Reproduce all of the records below line for line, leaving out the pictures.

Records from a data source
========================

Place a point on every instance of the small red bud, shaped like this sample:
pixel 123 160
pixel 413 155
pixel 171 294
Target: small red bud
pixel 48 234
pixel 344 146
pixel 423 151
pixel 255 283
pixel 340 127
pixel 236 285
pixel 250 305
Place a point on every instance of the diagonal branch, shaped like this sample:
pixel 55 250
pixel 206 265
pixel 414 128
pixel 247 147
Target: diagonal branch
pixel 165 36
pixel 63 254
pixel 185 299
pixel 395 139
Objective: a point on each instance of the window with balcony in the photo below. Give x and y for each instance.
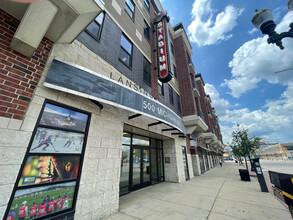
(125, 55)
(146, 30)
(146, 71)
(95, 28)
(129, 7)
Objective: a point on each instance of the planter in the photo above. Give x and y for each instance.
(244, 175)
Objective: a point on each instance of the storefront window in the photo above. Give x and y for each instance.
(141, 163)
(140, 140)
(146, 71)
(124, 172)
(126, 138)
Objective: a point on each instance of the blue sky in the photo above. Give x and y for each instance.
(238, 65)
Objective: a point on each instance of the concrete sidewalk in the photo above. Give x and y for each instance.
(218, 194)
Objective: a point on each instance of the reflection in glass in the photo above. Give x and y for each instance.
(146, 166)
(154, 164)
(124, 173)
(126, 138)
(185, 162)
(160, 163)
(136, 166)
(139, 140)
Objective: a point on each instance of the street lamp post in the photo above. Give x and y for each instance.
(264, 21)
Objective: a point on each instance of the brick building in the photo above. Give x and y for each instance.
(83, 116)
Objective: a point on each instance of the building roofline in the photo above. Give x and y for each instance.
(180, 25)
(199, 75)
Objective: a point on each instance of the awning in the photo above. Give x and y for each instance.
(82, 82)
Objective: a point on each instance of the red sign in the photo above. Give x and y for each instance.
(164, 72)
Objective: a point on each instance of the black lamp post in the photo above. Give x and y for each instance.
(264, 21)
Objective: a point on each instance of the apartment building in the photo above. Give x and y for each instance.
(98, 99)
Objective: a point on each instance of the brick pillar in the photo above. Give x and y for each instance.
(19, 74)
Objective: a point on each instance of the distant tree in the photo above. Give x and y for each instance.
(242, 145)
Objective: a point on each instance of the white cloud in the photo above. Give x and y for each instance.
(274, 123)
(207, 30)
(221, 105)
(256, 60)
(253, 30)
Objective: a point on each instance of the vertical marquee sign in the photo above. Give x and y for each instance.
(164, 67)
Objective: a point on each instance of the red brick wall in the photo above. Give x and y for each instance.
(187, 99)
(19, 75)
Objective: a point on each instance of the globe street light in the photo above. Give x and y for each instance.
(264, 21)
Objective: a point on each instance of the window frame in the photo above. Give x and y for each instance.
(130, 55)
(133, 12)
(98, 37)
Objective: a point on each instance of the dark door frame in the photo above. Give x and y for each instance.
(142, 183)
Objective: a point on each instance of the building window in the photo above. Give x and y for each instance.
(95, 28)
(172, 48)
(129, 7)
(146, 71)
(175, 71)
(147, 4)
(171, 96)
(146, 30)
(125, 51)
(161, 88)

========================

■ **Exercise output**:
Place a point on every instance of the small red bud, shaped like this sample:
pixel 123 160
pixel 413 155
pixel 171 294
Target: small red bud
pixel 48 234
pixel 344 146
pixel 423 151
pixel 255 283
pixel 340 127
pixel 236 285
pixel 250 305
Place a point on every instance of the diagonal branch, shaped like this sample:
pixel 55 250
pixel 206 265
pixel 414 128
pixel 247 147
Target: diagonal branch
pixel 165 36
pixel 63 254
pixel 185 299
pixel 395 139
Objective: a point on each instance of the window with balcony in the photo below. Give x and y for each instance.
(125, 55)
(146, 30)
(146, 71)
(95, 28)
(129, 7)
Objective: a point on each instance of the planter in the photo above. Give x and y for each instance.
(244, 175)
Objective: a point on each instance of the storefront window in the photo above. Give x and y for each instance.
(141, 163)
(140, 140)
(146, 71)
(124, 172)
(126, 138)
Objective: a point on each instance of the blue sky in the photo above. Give x and y for each instance.
(238, 65)
Objective: a point on each instance of the concrete sidewalk in the photo above. Give x and y for each instance.
(218, 194)
Objective: a point on each instance of the reflection in glass in the photo above. Give x and y for each instance.
(146, 166)
(154, 164)
(124, 173)
(126, 138)
(185, 162)
(160, 163)
(136, 166)
(139, 140)
Objective: a point on each instance of the street lamp post in the photo above. Give x and y for each instance.
(264, 21)
Objective: a point on each instance of the brick building in the photo above. Give x and y for each instance.
(83, 116)
Objective: a point on each instance of the building roofline in the photo above. Give x and y for each instance.
(180, 25)
(199, 75)
Objective: a point on each instance of the awning in the photo above. Give x and y for each instance.
(82, 82)
Objective: a point on each instance of the red sign in the photo above. Give x and y for each instance.
(164, 72)
Objective: a point on each instance of the black lamp post in the photo above. Give x and y for each instance.
(264, 21)
Objective: a point on each instance of the apartment building in the photo above. Give x and y for each instance.
(98, 99)
Objective: a point on each instance of the brick pillar in the photo above. Give x and y for each instance.
(19, 74)
Objective: a point on each instance of the distant tree in the photo above. Give x and y for each instance.
(242, 145)
Objective: a point on each instance of the white cloud in the photo above. Give x and y for each instance.
(274, 123)
(207, 30)
(221, 105)
(256, 60)
(253, 30)
Objective: a point on each instance of the vertical marquee sign in the photo above. Give x and y for each instance.
(164, 67)
Objective: a point on each instance of the red brick wall in the photo above. Give x and y for each instance.
(187, 99)
(19, 75)
Objective: a point on each instance of the globe street light in the photo above. Give x and y for each instance.
(264, 21)
Objective: a point on each instance of the window frame in the photo above. Give x and y for each instance.
(130, 55)
(133, 12)
(98, 37)
Objective: a point on each instance of the dark door frame in the photo above. Give x and y for each instance.
(142, 183)
Objective: a point on each instance of the building window in the photo above. Give x and y for each instance.
(95, 28)
(172, 48)
(129, 7)
(146, 71)
(175, 71)
(147, 4)
(171, 96)
(146, 30)
(125, 51)
(161, 88)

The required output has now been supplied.